Records from a collection:

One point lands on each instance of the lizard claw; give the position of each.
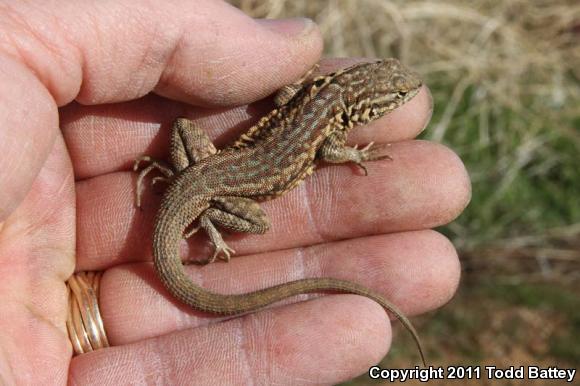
(220, 249)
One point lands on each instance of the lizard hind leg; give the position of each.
(189, 145)
(237, 214)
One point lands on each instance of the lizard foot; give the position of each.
(222, 251)
(154, 164)
(370, 153)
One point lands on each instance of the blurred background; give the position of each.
(505, 75)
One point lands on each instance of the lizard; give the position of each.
(310, 122)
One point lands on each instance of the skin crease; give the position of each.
(66, 201)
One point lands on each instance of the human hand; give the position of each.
(199, 61)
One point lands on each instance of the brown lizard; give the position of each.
(310, 122)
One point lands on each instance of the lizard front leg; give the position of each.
(189, 145)
(335, 150)
(237, 214)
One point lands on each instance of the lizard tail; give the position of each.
(171, 272)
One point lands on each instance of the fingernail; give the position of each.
(291, 27)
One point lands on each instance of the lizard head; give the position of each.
(388, 85)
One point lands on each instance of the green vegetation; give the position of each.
(505, 76)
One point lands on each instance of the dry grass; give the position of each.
(505, 76)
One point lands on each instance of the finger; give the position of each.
(205, 52)
(28, 129)
(257, 349)
(37, 249)
(424, 186)
(108, 138)
(417, 271)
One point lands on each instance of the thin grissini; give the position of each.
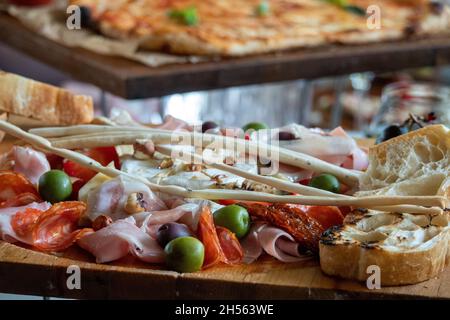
(374, 202)
(45, 145)
(95, 134)
(377, 201)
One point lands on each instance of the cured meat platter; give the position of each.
(95, 207)
(133, 80)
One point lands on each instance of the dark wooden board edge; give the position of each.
(132, 80)
(34, 273)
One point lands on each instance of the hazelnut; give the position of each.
(101, 222)
(166, 163)
(135, 203)
(146, 147)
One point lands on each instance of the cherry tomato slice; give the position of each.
(208, 236)
(326, 216)
(23, 222)
(57, 228)
(230, 246)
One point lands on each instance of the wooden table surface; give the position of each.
(24, 271)
(133, 80)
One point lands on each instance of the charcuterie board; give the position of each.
(24, 271)
(133, 80)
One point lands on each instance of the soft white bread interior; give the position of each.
(416, 163)
(407, 248)
(40, 101)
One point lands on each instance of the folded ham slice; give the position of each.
(7, 232)
(118, 240)
(29, 162)
(274, 241)
(110, 198)
(336, 147)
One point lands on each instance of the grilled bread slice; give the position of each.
(416, 163)
(39, 101)
(407, 248)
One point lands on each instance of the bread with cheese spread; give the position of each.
(416, 163)
(407, 248)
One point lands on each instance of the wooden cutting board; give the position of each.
(24, 271)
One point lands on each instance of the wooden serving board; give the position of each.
(24, 271)
(132, 80)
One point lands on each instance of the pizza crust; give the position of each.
(230, 28)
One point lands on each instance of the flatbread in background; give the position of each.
(245, 27)
(50, 22)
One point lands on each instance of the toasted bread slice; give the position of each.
(416, 163)
(40, 101)
(407, 248)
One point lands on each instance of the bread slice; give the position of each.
(33, 99)
(416, 163)
(407, 248)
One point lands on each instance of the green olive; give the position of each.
(185, 254)
(255, 126)
(55, 186)
(326, 182)
(235, 218)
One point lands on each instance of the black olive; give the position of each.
(209, 125)
(390, 132)
(437, 7)
(284, 136)
(169, 231)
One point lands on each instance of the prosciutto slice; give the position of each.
(29, 162)
(335, 147)
(110, 198)
(274, 241)
(118, 240)
(7, 232)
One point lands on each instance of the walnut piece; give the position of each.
(135, 203)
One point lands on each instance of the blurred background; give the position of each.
(362, 103)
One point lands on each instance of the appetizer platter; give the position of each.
(255, 52)
(186, 205)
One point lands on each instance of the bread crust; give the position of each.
(350, 259)
(40, 101)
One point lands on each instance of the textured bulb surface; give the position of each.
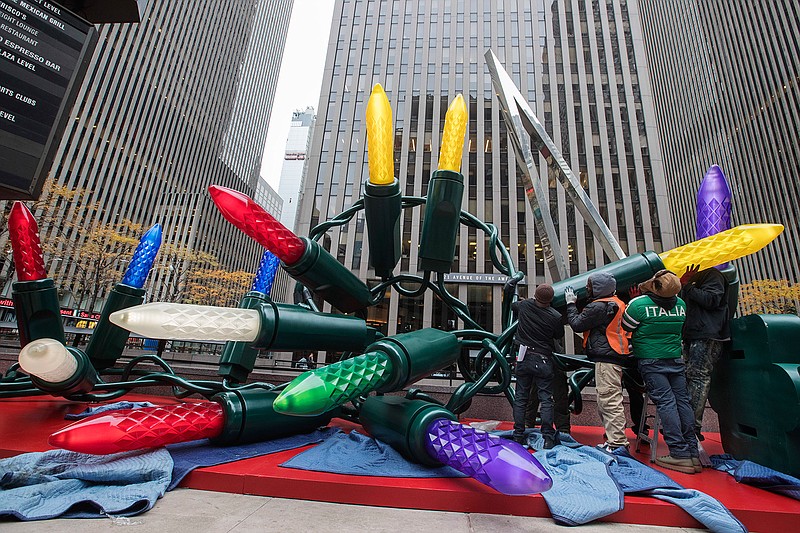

Task goal
Make an exact copy of the records, pictures excluded.

Answer
One point lands on each instance of the lizard claw; give the position of each.
(220, 249)
One point lands on each instance of the lizard hind leg; give the position of each.
(189, 145)
(237, 214)
One point lands on each instance of the lizard foot; give the position of each.
(222, 251)
(154, 164)
(370, 153)
One point lands on each instance of the blurred background; give the position of each.
(505, 75)
One point lands on each instance of the lizard; give the position of each.
(310, 122)
One point lands on each instance of the skin crease; give the position of each.
(66, 201)
One point lands on each instance of the human hand; give the position of each.
(199, 61)
One point lands on each instance of the brown lizard; give the position of each.
(310, 122)
One point lands on each instance of the lizard front leg; give the position of each.
(189, 145)
(335, 150)
(237, 214)
One point lands on each instance of the lizard tail; give the position of each.
(171, 272)
One point lands on each instance of the fingernail; give the position of each.
(291, 27)
One point lands on each instance of the lizard head; give the position of each.
(388, 85)
One point lands on each instance of the green vegetation; give the position of each.
(505, 76)
One point lands on each instance of the dry grass; give the position of each.
(505, 76)
One point lands on each instance of the finger; give the position of each.
(205, 52)
(28, 129)
(257, 349)
(37, 249)
(424, 186)
(108, 138)
(417, 271)
One point lands on each instance of the thin grissini; give the position of each.
(374, 202)
(45, 145)
(95, 134)
(377, 201)
One point lands on each instance of the cured meat platter; give the position of each.
(95, 207)
(133, 80)
One point lands on each instance of the dark wooden board edge; give the position of each.
(132, 80)
(34, 273)
One point lands on each instance of the hazelnut; give the position of each.
(101, 222)
(166, 163)
(135, 203)
(146, 147)
One point lands on each instance of the cherry tomato slice; give the position of each.
(208, 236)
(326, 216)
(23, 222)
(57, 228)
(230, 246)
One point lands on each instance of the wooden table surface; give the position of each.
(24, 271)
(133, 80)
One point lands on each instance of the charcuterie board; give the position of each.
(24, 271)
(133, 80)
One point lands on each instance of the soft white bread interior; give the position of each.
(416, 163)
(407, 248)
(40, 101)
One point lands on each instance of the folded ham slice; give the position of each.
(7, 232)
(118, 240)
(29, 162)
(274, 241)
(110, 198)
(336, 147)
One point lands on each instance of the grilled bread slice; give the position of each.
(416, 163)
(39, 101)
(407, 248)
One point lands on each instance of the bread with cheese spread; give the position of each.
(416, 163)
(407, 248)
One point lands on each instance of the wooden cutting board; give the position of each.
(24, 271)
One point lands on each instance of the wooden serving board; give the position of each.
(24, 271)
(132, 80)
One point lands on each instance of the pizza crust; give the position of each.
(230, 28)
One point lands on each instance of the flatbread in background; give the position of each.
(245, 27)
(50, 22)
One point lands on each instance of the toasted bread slice; give the position of each.
(416, 163)
(40, 101)
(407, 248)
One point lands on each instance of the bread slice; give the position of each.
(33, 99)
(416, 163)
(407, 248)
One point lands on each instance of the green olive; give the position of each.
(185, 254)
(255, 126)
(55, 186)
(326, 182)
(235, 218)
One point lands on each instance of the black olive; give the position of each.
(209, 125)
(390, 132)
(437, 7)
(284, 136)
(169, 231)
One point lands on each instance of the prosciutto slice; give the position of each.
(29, 162)
(335, 147)
(110, 198)
(274, 241)
(118, 240)
(7, 232)
One point lands on each instance of the walnut piece; give the position of each.
(135, 203)
One point lands on each instance of the blurred background; give the position of each.
(362, 103)
One point lands on each instance of the appetizer platter; give the position of each.
(255, 52)
(186, 205)
One point lands on each instance of the bread crust; give the position of each.
(350, 259)
(40, 101)
One point lands on each instance of the textured bulb surface; give the position of each.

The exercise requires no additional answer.